* START Material for the task *

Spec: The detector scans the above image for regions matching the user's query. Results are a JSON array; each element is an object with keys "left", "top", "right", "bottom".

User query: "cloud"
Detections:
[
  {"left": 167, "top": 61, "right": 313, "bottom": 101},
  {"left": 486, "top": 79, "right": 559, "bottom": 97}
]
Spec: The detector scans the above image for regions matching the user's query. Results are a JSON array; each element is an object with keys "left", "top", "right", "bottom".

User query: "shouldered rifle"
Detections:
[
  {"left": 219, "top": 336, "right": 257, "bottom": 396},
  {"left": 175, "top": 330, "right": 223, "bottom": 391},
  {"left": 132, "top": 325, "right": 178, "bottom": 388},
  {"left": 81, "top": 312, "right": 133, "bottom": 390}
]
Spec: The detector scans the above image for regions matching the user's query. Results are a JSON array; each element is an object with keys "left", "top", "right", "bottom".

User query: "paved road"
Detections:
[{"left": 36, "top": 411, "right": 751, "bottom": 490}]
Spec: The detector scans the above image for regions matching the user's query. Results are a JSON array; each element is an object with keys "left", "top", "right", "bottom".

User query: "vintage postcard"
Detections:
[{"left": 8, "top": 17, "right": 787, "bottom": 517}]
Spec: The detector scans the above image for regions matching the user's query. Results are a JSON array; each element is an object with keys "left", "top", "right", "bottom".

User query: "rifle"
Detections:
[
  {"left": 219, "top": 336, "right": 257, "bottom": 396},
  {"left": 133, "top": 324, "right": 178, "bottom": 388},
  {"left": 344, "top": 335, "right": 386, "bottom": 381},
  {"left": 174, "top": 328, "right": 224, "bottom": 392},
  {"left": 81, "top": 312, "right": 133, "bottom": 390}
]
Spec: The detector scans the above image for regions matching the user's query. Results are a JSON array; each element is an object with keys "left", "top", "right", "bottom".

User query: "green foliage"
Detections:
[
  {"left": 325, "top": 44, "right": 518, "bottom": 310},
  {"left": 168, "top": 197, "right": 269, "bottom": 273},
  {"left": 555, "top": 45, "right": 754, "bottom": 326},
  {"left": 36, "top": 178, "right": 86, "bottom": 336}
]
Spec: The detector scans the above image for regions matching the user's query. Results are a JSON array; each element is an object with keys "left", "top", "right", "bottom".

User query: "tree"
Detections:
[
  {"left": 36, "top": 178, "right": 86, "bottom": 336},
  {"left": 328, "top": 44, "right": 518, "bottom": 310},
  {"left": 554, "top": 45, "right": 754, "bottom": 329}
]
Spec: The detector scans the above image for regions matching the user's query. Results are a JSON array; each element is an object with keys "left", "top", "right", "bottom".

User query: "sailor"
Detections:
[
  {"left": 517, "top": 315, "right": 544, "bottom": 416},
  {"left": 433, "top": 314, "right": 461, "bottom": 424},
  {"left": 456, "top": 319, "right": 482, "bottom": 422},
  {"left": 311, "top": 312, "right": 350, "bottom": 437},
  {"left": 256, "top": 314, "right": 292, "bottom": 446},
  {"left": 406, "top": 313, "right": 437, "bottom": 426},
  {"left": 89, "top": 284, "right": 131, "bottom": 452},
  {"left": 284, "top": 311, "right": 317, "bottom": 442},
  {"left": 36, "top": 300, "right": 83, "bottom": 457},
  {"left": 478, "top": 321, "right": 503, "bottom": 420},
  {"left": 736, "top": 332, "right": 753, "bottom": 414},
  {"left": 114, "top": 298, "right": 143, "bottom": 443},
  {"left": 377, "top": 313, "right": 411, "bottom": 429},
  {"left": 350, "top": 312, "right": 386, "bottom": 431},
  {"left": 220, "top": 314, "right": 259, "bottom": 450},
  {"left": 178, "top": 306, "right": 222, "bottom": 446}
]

* END Material for the task *

What is needed: Show each line above that contains the word "rifle". Count only matches with the same capitalization.

The answer:
User query: "shouldered rifle"
User query: "rifle"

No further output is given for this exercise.